-- Begin The data --
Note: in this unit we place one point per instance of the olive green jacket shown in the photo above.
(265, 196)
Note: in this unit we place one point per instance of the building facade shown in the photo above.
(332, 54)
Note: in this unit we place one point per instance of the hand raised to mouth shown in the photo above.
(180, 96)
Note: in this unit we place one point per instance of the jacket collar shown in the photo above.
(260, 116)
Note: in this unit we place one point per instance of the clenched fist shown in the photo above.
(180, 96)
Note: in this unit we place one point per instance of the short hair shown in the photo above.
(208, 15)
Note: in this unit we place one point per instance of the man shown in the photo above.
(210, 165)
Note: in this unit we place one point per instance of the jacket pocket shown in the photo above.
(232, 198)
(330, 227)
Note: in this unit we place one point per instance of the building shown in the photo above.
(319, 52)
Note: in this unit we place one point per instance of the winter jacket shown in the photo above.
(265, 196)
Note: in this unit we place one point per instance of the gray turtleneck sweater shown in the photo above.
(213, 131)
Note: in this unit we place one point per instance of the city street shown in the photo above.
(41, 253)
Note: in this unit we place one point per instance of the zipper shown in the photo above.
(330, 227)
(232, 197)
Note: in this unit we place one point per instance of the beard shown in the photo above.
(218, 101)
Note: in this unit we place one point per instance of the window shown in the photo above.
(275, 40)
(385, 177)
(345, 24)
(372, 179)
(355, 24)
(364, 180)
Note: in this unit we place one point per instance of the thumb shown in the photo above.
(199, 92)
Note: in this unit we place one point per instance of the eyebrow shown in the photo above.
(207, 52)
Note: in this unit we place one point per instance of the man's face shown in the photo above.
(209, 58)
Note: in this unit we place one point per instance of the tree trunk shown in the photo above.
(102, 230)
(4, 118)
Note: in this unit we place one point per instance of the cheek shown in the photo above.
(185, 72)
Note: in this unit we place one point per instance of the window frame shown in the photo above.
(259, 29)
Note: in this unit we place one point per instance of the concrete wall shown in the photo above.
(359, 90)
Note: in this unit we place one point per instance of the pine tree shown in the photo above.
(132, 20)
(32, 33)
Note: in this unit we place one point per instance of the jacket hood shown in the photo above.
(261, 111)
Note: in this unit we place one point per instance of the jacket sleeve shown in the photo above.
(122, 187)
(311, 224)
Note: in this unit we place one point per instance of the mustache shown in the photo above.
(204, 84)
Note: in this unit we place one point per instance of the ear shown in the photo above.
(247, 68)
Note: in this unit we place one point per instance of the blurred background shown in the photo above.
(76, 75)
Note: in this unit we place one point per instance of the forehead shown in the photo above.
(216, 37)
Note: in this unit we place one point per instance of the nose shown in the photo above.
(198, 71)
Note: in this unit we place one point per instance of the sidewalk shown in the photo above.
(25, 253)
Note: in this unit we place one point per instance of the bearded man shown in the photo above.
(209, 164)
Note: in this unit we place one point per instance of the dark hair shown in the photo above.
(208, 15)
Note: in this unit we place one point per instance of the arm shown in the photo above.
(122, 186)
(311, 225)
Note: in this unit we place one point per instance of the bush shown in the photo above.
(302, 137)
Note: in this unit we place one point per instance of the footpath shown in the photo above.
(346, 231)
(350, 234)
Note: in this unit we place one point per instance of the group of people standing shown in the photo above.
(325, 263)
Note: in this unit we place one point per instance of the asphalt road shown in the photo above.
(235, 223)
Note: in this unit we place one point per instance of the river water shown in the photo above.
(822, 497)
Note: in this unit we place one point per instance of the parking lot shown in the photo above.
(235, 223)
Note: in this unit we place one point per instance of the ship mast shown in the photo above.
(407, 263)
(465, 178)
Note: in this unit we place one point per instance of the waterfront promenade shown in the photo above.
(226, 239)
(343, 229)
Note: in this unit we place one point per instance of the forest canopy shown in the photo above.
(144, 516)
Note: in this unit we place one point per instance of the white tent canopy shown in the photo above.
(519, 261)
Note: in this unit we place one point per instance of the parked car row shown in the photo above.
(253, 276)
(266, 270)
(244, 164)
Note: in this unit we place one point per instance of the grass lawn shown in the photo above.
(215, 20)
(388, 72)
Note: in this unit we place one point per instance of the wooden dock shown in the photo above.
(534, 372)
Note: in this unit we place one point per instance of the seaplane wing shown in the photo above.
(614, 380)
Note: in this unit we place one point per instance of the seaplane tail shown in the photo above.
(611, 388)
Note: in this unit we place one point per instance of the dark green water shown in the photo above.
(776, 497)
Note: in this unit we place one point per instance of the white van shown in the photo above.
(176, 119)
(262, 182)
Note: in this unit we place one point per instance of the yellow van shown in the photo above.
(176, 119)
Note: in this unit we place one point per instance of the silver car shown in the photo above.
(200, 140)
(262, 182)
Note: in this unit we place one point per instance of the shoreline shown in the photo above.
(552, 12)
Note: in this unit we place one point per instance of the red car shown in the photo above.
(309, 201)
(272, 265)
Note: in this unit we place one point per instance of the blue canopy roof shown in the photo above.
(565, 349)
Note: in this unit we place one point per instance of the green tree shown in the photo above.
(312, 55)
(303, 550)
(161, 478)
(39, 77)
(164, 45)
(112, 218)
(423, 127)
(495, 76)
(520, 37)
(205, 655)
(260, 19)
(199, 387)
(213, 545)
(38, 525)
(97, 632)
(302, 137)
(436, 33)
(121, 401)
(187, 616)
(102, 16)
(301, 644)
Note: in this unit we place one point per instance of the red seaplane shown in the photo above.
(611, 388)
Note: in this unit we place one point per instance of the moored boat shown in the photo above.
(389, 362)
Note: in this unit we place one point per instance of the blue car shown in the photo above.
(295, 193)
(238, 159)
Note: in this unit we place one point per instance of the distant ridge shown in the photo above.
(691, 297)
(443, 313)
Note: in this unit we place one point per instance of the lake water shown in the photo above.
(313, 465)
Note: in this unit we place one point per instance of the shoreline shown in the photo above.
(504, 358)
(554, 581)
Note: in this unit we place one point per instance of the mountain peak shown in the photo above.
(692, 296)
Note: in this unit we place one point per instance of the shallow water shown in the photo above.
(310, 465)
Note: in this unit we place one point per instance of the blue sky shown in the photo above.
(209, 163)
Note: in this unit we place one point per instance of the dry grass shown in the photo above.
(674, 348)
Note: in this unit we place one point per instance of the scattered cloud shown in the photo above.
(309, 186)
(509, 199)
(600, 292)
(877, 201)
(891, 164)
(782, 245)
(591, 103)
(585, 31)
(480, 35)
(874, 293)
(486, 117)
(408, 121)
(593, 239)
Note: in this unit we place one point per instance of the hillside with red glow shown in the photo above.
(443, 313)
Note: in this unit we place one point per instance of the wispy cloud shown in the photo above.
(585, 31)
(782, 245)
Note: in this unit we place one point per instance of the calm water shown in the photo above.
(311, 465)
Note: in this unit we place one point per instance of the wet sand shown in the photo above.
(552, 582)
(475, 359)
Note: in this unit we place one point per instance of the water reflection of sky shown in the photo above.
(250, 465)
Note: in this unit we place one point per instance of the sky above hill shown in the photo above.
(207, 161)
-- End The data --
▶ _What the task asks_
Quote every entry exactly.

▶ _Finished answer_
Note: in this unit we place one point per instance of the olive green jacket shown in the photo above.
(265, 196)
Note: in this unit we place one point per instance of the building facade shown in the photo above.
(332, 54)
Note: in this unit we place one point per instance of the hand raised to mouth shown in the photo above.
(180, 96)
Note: in this unit we place one point per instance of the jacket collar shown in the photo above.
(260, 116)
Note: in this unit we place one point per instance of the clenched fist shown in the photo above.
(180, 96)
Note: in this unit we place one point per instance of the short hair shown in the photo above.
(208, 15)
Note: in this unit we place one point per instance of the man shown in the photo above.
(210, 165)
Note: in this unit we place one point per instance of the jacket pocket shown in the photo above.
(232, 198)
(330, 227)
Note: in this unit we place one point per instance of the building shown in the photo above.
(319, 52)
Note: in this unit we place one point per instance of the winter jacket shown in the photo above.
(265, 196)
Note: in this unit we place one point per instance of the gray turtleneck sweater shown in the photo above.
(213, 131)
Note: in this unit we place one point per instance of the city street shown in the photo above.
(41, 253)
Note: in this unit we place one point per instance of the zipper shown in the photo above.
(330, 227)
(232, 197)
Note: in this unit we place one point per instance of the beard shown in the photo above.
(218, 101)
Note: in this unit we place one point per instance of the window shown in the photo above.
(275, 40)
(385, 177)
(345, 24)
(372, 179)
(355, 24)
(364, 180)
Note: in this unit we place one point per instance of the thumb shown in the photo above.
(199, 92)
Note: in this unit we place one point per instance of the eyebrow shown in the photo above.
(207, 52)
Note: in this unit we place one point per instance of the man's face shown in the photo above.
(209, 58)
Note: in this unit we place one point per instance of the tree trunk shown in the photo above.
(102, 230)
(4, 118)
Note: in this unit we place one point per instance of the cheek shown in the photo above.
(185, 72)
Note: in this unit we place one point per instance of the window frame shown in the photo above.
(259, 29)
Note: in this unit we place one point per instance of the concrete wall shown in the photo above.
(359, 90)
Note: in this unit we place one point per instance of the pine tree shown in the photo above.
(132, 20)
(32, 33)
Note: in this unit we place one point per instance of the jacket hood shown in the photo above.
(261, 111)
Note: in this unit we place one point per instance of the jacket sleeve shown in the photo above.
(122, 187)
(311, 224)
Note: in this unit we place one point per instance of the mustache shown in the photo above.
(204, 84)
Note: in this unit we place one point per instance of the ear shown in the photo above.
(247, 68)
Note: in this unit we place one point per instance of the blurred background shown in the photo above.
(76, 75)
Note: in this unit we place one point per instance of the forehead shown in the photo above.
(216, 37)
Note: in this unit we place one point per instance of the nose shown in the photo above.
(198, 71)
Note: in this unit we place one point per instance of the sidewalk shown in the photo above.
(25, 253)
Note: in this unit we place one point per instance of the bearded man shown in the photo above.
(209, 164)
Note: in this unit we place one point per instance of the dark hair shown in the photo above.
(208, 15)
Note: in this unit we place one point per instance of the arm shown in the photo above.
(122, 186)
(311, 225)
Note: in this unit we place one point per instance of the bush shown in the photo above.
(302, 137)
Note: in this unit we place one point per instance of the footpath shown in the photo above.
(346, 231)
(350, 234)
Note: in this unit we place one point per instance of the group of people standing shown in the photo above.
(325, 263)
Note: in this unit we place one point per instance of the asphalt road shown in the photo above.
(235, 223)
Note: in this unit we place one point per instance of the river water shown in the photo above.
(822, 497)
Note: in this unit we place one point per instance of the parking lot shown in the photo above.
(235, 223)
Note: in this unit we place one point per instance of the ship mast shown in the photo above.
(407, 263)
(465, 178)
Note: in this unit we place one point per instance of the waterfront promenade shown in the photo above.
(226, 239)
(343, 229)
Note: in this unit we place one point per instance of the forest canopy shown in the photo above.
(144, 516)
Note: in this unit we place one point per instance of the white tent canopy shown in the photo above.
(519, 261)
Note: in this unit we place one point per instance of the parked car row shown in the photo above.
(253, 276)
(266, 270)
(244, 164)
Note: in this unit we place one point per instance of the grass lawn shown in the photo above.
(215, 20)
(388, 72)
Note: in this unit we place one point per instance of the wooden dock shown in the photo above.
(534, 372)
Note: in this unit we place one point per instance of the seaplane wing shown in the photo above.
(614, 380)
Note: in this unit we place one point per instance of the seaplane tail shown in the photo above.
(611, 388)
Note: in this unit we place one point per instance of the dark green water shown in the photo above.
(776, 497)
Note: in this unit we place one point per instance of the white van shown in the photo above.
(176, 119)
(262, 182)
Note: in this unit we place one point per instance of the yellow van shown in the photo above.
(176, 119)
Note: in this unit we place one point per instance of the silver car shown in the photo above.
(200, 140)
(262, 182)
Note: in this unit we place one point per instance of the shoreline shown in the photo above.
(552, 12)
Note: in this unit we place one point per instance of the red car shown in the photo above.
(309, 201)
(272, 265)
Note: in this unit we place one point per instance of the blue canopy roof shown in the photo above.
(565, 349)
Note: in this unit we place one point per instance of the green tree shown in the photo above.
(312, 55)
(303, 550)
(161, 478)
(39, 77)
(164, 45)
(112, 218)
(423, 127)
(495, 76)
(520, 37)
(205, 655)
(260, 19)
(199, 387)
(213, 545)
(38, 525)
(97, 632)
(302, 137)
(436, 33)
(121, 401)
(187, 616)
(102, 16)
(301, 644)
Note: in this unit we place one point per instance of the red seaplane shown in the photo above.
(611, 388)
Note: in this unit we place one point per instance of the moored boat shown in the photo above.
(389, 362)
Note: in this unit we place one point per instance of the blue car shown in the photo above.
(295, 193)
(238, 159)
Note: in this unit we place one point per instance of the distant ridge shown in the photo above.
(691, 297)
(443, 313)
Note: in this unit we place one point per instance of the lake water shown in the photo above.
(313, 465)
Note: in this unit we place one point per instance of the shoreline shown in the photo above.
(504, 358)
(554, 581)
Note: in this unit we place one point per instance of the mountain peak shown in the photo above.
(692, 296)
Note: in this unit we place one point per instance of the shallow water shown in the photo above.
(310, 465)
Note: in this unit we place one point per instance of the blue sky shown in the photo above.
(209, 163)
Note: in this unit we place one point per instance of the dry grass shown in the photo above.
(674, 348)
Note: in this unit we place one point per instance of the scattered cloud shown in the photo above.
(309, 186)
(509, 199)
(600, 292)
(877, 201)
(891, 164)
(782, 245)
(591, 103)
(585, 31)
(480, 35)
(874, 293)
(486, 117)
(408, 121)
(593, 239)
Note: in this unit we place one point per instance of the hillside with red glow shown in the photo above.
(443, 313)
Note: in this unit we place one point per instance of the wispy cloud shown in the photo above.
(585, 31)
(782, 245)
Note: in this unit we place one point per instance of the calm water shown in the photo above.
(311, 465)
Note: in this unit we place one point per instance of the wet sand shown in the photo above.
(552, 582)
(475, 359)
Note: in this unit we place one point per instance of the water reflection of sky shown in the photo above.
(250, 465)
Note: in this unit we place one point per instance of the sky above hill shown in the photo above.
(207, 161)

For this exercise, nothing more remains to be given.